▶ **Reading passage**
-------------------------

# Aie Pepito.....................



## Littlemt (Dec 9, 2010)

This is little Pepito, he is now 5 months old, and I love him so, a nice reddish chocolate color with hazel eyes, and deer standing ears....

I had a older Chi named Tito him I had to put down, the latter part of Tito's life he enjoyed playing with Pepito... Once Tito passed, Pepito became very sad and lonely, it was strange how the death of Tito affected him.. I knew, He needed a partner again...


----------



## FireFox (Jun 4, 2009)

OMG he is adorable!!! Little Pepito - love his name too!!! He is like dark chocolate, isn't he?
I am so sorry about your chi Tito...
Welcome to chi-ppl!!!


----------



## Terri (Aug 21, 2009)

Awww Pepito is a cutie!
Sorry about the loss of Tito.
Yeah they do get depressed when they lose their siblings, wee souls.
So who is his partner you speak of? lol x


----------



## Ness♥Bella (Oct 13, 2010)

Hello and Welcome! Pepito is so sweeeeeeeeeeeeet! I am also sorry for the loss of your Tito.


----------



## foggy (Oct 12, 2009)

-------------------------

▶ **Challenge 1**
In the thread about Pepito, rewrite the paragraph beginning "I had a older Chi named Tito" in a more concise form, keeping its main facts.
▶ **Challenge 2**
According to the opening post of the thread about Pepito, how old is Pepito?
▶ **Challenge 3**
Carry on the thread about Pepito from the point where it stops.

Region outline entries:

-------------------------

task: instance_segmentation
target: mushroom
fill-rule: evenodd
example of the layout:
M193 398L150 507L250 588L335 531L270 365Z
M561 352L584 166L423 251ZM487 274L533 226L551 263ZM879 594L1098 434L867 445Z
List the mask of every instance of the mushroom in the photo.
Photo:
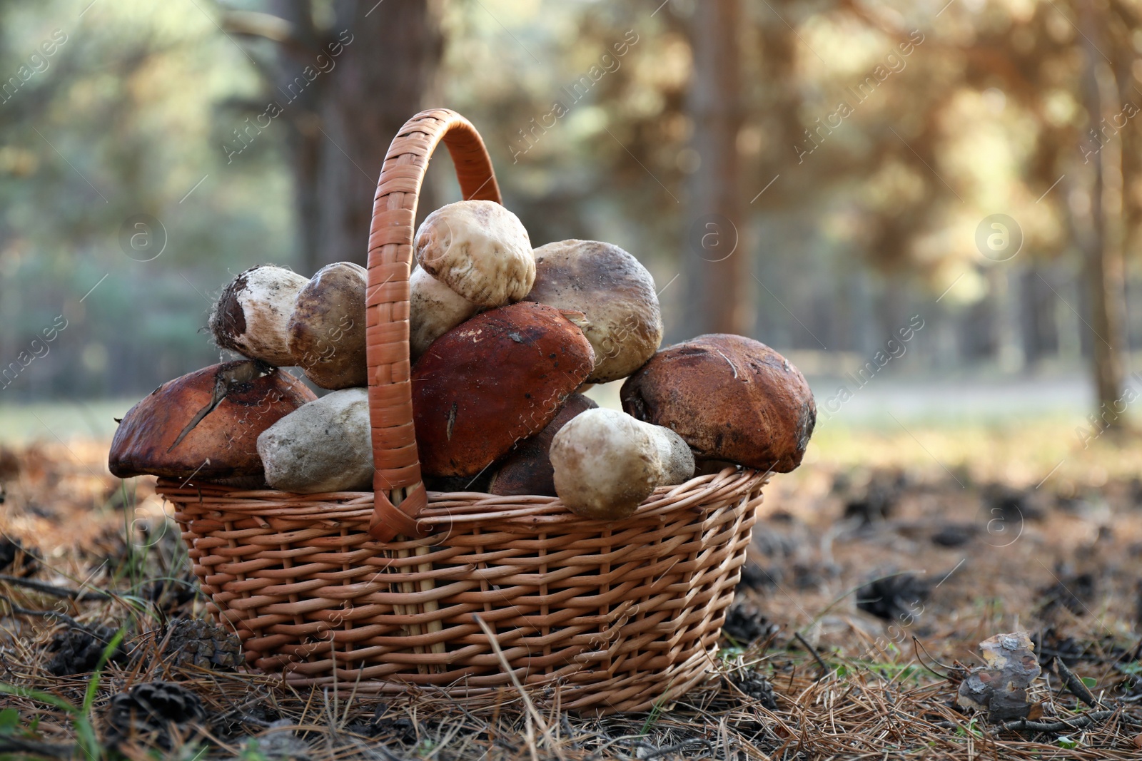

-------------------------

▶ **Output 1**
The poster had to put down an older Chi named Tito, who enjoyed playing with Pepito late in life. After Tito died, Pepito grew very sad and lonely, and the poster knew Pepito needed a partner again.

▶ **Output 2**
Five months old.

▶ **Output 3**
Welcome to the board. Aww what a little doll Pepito is. I'm so sorry about your loss of Tito. You mentioned a partner, are you getting a new little one then?


----------



## ExoticChis (Jun 20, 2010)

he is stunning!


----------



## sugarbaby (Dec 21, 2009)

what a cutie


----------



## Yoshismom (Jul 6, 2005)

Awwwww! Bless his adorable little heart!


----------



## *Princess* (Feb 7, 2009)

he is so cute! x


----------



## MChis (Oct 13, 2009)

Welcome! Pepito is a cutie! I just love his color....


----------



## Littlemt (Dec 9, 2010)

Thank you everybody for the compliments on my baby, his color is a gorgeous chocolate with a tint of red.... thank you also for the welcomes.....


----------



## codyann (Sep 8, 2010)

very cute pupi love his name!!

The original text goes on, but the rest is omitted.